— Work instructions —
In the items below, copy the lines word for word, starting with the line that contains "of the rough" and going on through the line that contains "x=443 y=184". Include both of those lines.

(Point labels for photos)
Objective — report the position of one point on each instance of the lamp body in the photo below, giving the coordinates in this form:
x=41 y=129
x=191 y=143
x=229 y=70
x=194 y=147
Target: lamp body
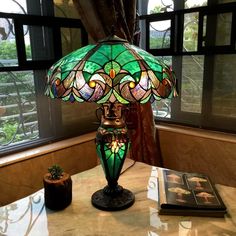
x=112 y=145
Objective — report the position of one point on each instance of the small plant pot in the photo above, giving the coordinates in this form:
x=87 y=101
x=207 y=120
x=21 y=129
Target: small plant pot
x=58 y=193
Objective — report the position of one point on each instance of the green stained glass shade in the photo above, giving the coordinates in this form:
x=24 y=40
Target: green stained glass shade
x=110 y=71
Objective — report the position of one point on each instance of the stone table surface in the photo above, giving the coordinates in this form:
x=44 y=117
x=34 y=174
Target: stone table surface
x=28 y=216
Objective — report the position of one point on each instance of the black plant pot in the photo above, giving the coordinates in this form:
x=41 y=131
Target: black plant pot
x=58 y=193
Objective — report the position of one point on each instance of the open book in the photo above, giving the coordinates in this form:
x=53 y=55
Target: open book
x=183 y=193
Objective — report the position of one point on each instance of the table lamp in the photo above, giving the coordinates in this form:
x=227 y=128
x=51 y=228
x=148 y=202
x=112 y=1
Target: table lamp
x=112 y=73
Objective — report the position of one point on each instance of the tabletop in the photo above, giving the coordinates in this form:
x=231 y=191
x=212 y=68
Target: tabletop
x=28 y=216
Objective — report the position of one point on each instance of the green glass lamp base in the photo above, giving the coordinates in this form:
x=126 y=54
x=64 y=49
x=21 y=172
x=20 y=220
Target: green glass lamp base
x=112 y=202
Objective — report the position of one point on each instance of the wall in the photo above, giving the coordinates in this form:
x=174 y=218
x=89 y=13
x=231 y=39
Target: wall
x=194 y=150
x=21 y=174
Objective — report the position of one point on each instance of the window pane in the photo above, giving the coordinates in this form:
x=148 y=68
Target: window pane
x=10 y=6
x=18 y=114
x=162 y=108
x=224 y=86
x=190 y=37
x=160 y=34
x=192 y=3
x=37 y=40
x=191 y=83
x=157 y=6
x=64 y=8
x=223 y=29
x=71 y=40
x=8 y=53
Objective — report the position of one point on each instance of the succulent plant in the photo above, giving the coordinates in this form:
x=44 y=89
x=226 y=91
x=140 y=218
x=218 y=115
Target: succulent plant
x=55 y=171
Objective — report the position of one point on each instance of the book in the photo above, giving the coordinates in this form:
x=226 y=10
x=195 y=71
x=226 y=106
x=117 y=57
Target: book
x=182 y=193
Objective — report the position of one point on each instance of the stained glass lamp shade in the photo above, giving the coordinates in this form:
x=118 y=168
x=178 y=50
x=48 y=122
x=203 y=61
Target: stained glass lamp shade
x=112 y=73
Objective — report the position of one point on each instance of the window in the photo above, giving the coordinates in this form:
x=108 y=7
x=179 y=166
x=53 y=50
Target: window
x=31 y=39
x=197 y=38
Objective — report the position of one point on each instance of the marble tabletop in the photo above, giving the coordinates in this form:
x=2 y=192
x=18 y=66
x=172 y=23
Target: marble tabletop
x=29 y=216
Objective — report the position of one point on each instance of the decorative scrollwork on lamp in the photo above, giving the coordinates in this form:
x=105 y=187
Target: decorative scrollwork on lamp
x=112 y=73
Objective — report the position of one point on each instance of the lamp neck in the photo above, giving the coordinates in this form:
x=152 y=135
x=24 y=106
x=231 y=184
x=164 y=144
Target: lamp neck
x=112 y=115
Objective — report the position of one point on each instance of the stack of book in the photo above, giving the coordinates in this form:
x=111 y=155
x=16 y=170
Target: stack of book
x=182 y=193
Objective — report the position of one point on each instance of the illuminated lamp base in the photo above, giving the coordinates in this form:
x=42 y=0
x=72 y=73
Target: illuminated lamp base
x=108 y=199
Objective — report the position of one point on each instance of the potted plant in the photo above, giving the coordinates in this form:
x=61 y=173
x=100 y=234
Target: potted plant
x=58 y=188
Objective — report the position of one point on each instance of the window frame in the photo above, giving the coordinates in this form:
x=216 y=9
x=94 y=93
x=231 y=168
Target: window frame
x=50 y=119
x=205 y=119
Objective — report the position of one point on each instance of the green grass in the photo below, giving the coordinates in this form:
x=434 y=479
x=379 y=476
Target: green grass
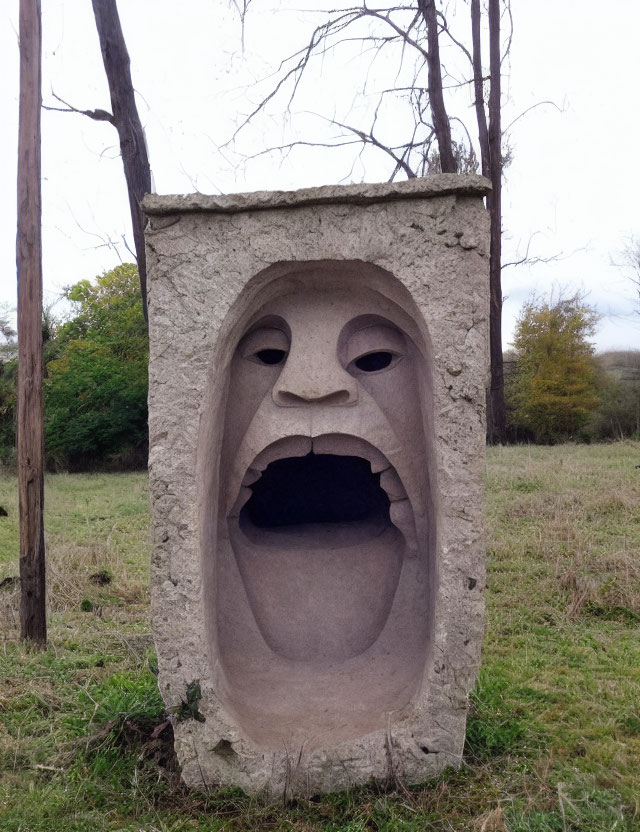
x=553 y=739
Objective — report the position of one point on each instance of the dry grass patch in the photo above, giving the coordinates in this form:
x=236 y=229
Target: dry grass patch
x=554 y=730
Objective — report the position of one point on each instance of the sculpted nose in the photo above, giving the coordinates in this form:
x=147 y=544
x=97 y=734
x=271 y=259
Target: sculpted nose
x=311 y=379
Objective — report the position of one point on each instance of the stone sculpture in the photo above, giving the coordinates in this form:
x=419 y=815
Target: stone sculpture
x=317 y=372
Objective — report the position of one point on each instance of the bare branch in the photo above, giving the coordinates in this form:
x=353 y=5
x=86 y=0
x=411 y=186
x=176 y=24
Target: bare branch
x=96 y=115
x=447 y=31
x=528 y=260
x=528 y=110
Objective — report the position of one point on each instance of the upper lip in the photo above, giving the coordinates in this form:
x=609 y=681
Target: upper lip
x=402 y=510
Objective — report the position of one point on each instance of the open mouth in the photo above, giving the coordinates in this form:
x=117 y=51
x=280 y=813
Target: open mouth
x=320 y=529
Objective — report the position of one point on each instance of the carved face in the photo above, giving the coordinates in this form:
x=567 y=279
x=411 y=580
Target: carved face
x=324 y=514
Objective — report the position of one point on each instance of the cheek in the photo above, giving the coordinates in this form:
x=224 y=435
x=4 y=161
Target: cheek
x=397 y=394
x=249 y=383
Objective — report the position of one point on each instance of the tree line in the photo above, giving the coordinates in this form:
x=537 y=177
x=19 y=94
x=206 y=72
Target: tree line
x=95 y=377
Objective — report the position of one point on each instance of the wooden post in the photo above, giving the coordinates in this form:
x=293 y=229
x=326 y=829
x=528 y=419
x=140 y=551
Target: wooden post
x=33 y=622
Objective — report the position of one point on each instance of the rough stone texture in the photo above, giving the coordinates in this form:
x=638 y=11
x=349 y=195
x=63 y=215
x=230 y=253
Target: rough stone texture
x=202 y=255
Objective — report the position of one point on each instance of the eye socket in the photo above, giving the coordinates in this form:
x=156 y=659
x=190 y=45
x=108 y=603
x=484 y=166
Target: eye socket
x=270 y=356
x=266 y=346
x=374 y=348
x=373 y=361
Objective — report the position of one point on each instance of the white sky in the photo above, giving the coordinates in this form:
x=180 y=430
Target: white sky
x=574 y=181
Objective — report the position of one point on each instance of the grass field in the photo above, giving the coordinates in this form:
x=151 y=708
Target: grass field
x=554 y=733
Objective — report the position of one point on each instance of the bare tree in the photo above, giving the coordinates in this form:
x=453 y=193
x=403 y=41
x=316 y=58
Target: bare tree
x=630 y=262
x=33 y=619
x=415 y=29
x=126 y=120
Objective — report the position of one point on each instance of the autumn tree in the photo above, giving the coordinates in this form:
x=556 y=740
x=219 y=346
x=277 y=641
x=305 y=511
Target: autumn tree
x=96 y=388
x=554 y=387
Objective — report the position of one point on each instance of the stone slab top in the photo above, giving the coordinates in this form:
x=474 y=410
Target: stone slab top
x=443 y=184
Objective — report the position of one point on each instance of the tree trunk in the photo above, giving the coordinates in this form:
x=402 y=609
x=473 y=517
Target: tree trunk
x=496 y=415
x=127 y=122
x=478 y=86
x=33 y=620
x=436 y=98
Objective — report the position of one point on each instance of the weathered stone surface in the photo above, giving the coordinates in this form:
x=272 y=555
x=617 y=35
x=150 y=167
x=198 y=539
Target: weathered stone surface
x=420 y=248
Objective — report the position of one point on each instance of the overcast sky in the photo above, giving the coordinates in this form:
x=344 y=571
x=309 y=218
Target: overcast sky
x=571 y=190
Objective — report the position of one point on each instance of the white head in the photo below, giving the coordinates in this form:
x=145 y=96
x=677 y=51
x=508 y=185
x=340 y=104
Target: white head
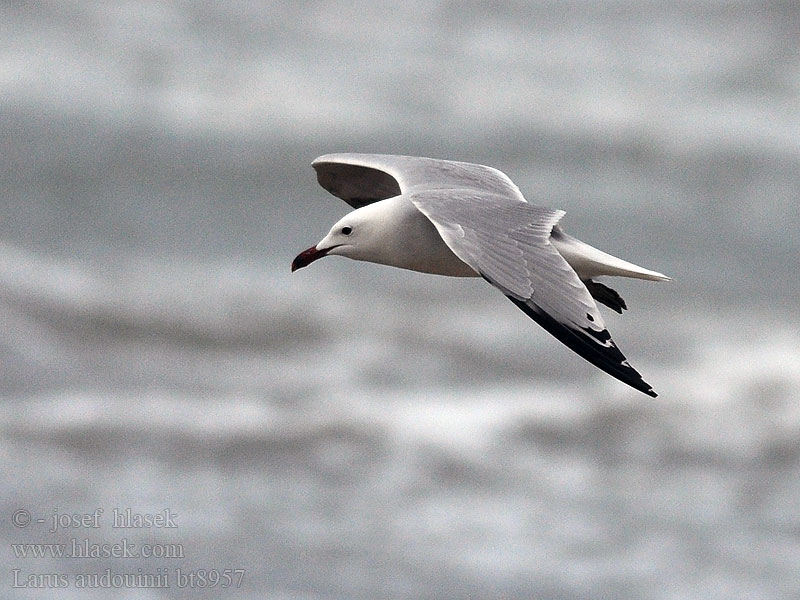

— Problem solution —
Objective — report the position of one point on each instance of the rough stone texture in the photo above, giving the coordinates in this form:
x=638 y=11
x=349 y=195
x=63 y=215
x=230 y=253
Target: rough stone texture
x=202 y=255
Objective — report the position of one point on each instance of the eye socket in the photo above, giving the coordinates in this form:
x=156 y=659
x=190 y=45
x=108 y=603
x=484 y=166
Target: eye socket
x=270 y=356
x=266 y=346
x=374 y=348
x=373 y=361
Objective — report the position of one point on each instance of the white sky in the photo above, giving the coordinates in this form:
x=180 y=430
Target: white sky
x=574 y=181
Objective — report the position of one point on each instance of the grass field in the photo above, giving the coordinates in this form:
x=151 y=708
Target: grass field
x=554 y=733
Objective — report the position of one point on each instance of the bare tree in the photo above, giving the coordinates in this form:
x=453 y=193
x=403 y=41
x=316 y=58
Target: bare tree
x=630 y=262
x=33 y=619
x=415 y=29
x=126 y=120
Objective — report the position of one point on each instance of the autumn tree in the photo above, giving the coordinates in this form:
x=556 y=740
x=219 y=346
x=277 y=641
x=305 y=511
Target: autumn tree
x=96 y=388
x=554 y=387
Objective — report the position of one point on each instance of the stone slab top in the photo above, giving the coordinates in this form:
x=474 y=410
Target: stone slab top
x=443 y=184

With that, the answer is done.